Dataset records:
+===+

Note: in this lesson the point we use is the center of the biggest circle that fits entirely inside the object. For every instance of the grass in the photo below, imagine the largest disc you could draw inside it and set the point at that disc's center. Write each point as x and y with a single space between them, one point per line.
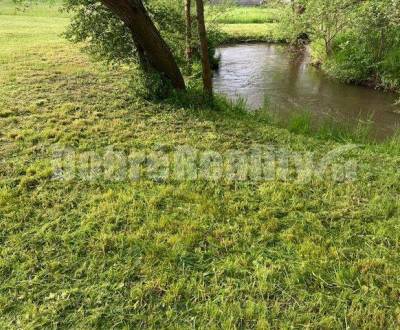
236 33
176 254
245 15
248 24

+===+

Print the data exactly as written, dropping any images it holds.

Note: in this lesson the point we use is the center of the biggest circle that fits entirely inside the object. For every instance of the grass in the photo below, imagine the largest disc you could draw inside it and set the point at that disc's center. Write each point as x and y with a single space between them, one point per line.
236 33
176 254
245 15
248 24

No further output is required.